=== AUFGABEN ===
a) Gib aus dem Textauszug den Abschnitt von „Von Kenia aus“ bis „schnell wieder verscheucht.“ wortgetreu wieder.
b) Nenne alle Eigennamen von Orten und Personen, die im Textauszug vorkommen.
c) Fass den Textauszug in zwei Sätzen zusammen.

=== TEXTAUSZUG ===
◆ ◆ ◆

Von Kenia aus ist kürzlich ein Foto aus dem Nationalpark Masai Mara um die Welt gegangen: Zwei männliche Löwen übereinander in einem offensichtlich erotischen, ja geradezu zärtlichen Akt. Der Fotograf Paul Goldstein berichtet, dass es auch anschließend noch eine intime Nähe zwischen den beiden gegeben habe, anders als nach dem durchschnittlichen Akt unter Hetero-Löwen, wo man einander dann gerne schnell wieder verscheucht.

◆ ◆ ◆

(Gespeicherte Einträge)
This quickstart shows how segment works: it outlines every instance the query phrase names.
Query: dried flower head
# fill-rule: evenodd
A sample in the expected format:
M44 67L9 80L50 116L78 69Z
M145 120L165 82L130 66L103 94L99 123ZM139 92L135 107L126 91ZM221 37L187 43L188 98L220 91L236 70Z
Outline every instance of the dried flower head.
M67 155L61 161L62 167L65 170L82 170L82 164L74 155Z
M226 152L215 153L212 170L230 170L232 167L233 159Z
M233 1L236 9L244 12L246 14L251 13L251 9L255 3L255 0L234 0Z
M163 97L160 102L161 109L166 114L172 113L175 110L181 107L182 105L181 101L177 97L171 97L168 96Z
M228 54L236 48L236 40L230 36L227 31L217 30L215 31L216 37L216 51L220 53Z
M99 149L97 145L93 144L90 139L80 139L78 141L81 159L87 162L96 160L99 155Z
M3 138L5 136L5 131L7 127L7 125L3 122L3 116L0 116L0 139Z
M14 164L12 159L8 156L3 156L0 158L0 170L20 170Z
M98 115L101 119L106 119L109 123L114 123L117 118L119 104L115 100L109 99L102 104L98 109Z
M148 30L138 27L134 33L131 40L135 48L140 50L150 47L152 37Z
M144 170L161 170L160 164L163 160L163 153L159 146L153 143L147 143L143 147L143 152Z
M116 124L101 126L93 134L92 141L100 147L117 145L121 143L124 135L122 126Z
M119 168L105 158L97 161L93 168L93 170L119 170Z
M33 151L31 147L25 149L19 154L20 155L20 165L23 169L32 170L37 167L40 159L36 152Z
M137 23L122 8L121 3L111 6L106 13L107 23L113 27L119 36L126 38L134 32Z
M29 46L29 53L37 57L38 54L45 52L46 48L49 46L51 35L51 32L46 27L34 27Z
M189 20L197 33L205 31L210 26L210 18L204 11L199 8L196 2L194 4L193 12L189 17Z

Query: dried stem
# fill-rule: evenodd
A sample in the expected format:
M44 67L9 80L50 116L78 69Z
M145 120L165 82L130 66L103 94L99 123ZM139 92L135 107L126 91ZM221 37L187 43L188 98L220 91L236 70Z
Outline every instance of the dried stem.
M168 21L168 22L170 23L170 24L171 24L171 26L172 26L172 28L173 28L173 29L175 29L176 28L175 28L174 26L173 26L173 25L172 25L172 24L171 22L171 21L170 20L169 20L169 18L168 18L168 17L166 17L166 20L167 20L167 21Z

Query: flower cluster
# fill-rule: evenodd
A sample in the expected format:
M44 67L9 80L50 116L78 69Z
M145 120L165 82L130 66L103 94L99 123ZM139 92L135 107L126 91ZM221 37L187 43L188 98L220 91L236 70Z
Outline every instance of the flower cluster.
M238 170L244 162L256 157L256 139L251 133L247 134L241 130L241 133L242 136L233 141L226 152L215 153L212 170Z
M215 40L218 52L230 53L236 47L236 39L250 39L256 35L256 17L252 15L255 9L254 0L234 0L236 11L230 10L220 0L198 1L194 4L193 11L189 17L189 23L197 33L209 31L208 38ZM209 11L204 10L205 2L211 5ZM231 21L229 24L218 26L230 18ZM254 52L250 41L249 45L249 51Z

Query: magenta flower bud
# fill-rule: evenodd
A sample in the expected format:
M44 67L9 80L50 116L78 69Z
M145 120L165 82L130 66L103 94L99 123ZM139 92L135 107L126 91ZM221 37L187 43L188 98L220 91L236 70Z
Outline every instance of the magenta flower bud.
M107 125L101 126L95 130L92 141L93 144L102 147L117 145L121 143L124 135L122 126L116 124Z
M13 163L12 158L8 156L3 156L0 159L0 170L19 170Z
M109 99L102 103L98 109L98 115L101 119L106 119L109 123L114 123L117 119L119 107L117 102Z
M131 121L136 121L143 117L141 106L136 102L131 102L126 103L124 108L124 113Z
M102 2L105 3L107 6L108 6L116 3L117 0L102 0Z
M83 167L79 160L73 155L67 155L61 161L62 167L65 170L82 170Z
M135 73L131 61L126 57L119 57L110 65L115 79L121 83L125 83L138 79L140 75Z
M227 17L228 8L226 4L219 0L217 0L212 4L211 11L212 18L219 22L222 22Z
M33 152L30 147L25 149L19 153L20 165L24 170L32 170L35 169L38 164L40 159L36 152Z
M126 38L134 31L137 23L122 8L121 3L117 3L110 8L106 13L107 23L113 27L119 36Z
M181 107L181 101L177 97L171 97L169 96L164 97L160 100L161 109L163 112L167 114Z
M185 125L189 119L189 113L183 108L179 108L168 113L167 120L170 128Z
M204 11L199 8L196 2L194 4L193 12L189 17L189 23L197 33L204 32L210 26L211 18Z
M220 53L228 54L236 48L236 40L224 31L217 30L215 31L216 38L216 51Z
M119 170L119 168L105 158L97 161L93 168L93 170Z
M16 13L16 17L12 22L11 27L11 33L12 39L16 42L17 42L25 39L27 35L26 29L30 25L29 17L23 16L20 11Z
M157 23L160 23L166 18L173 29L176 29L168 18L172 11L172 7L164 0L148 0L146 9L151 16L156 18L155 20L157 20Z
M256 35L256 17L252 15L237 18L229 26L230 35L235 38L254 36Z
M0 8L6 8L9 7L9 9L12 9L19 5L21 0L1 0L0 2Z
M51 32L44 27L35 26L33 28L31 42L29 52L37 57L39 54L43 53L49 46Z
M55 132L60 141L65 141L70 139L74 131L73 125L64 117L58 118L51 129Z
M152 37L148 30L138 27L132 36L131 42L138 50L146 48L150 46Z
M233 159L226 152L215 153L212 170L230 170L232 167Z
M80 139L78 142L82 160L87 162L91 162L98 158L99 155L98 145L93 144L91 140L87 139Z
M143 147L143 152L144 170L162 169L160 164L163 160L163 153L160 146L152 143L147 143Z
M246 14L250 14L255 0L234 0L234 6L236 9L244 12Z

◆ ◆ ◆

=== LÖSUNGEN ===
a)
Von Kenia aus ist kürzlich ein Foto aus dem Nationalpark Masai Mara um die Welt gegangen: Zwei männliche Löwen übereinander in einem offensichtlich erotischen, ja geradezu zärtlichen Akt. Der Fotograf Paul Goldstein berichtet, dass es auch anschließend noch eine intime Nähe zwischen den beiden gegeben habe, anders als nach dem durchschnittlichen Akt unter Hetero-Löwen, wo man einander dann gerne schnell wieder verscheucht.

b) Kenia, Masai Mara, Paul Goldstein

c) Aus dem Nationalpark Masai Mara in Kenia ist ein Foto um die Welt gegangen, das zwei männliche Löwen bei einem erotischen, fast zärtlichen Akt zeigt. Laut dem Fotografen Paul Goldstein blieben die beiden auch danach eng beieinander, anders als Hetero-Löwen, die einander nach dem Akt gewöhnlich schnell verscheuchen.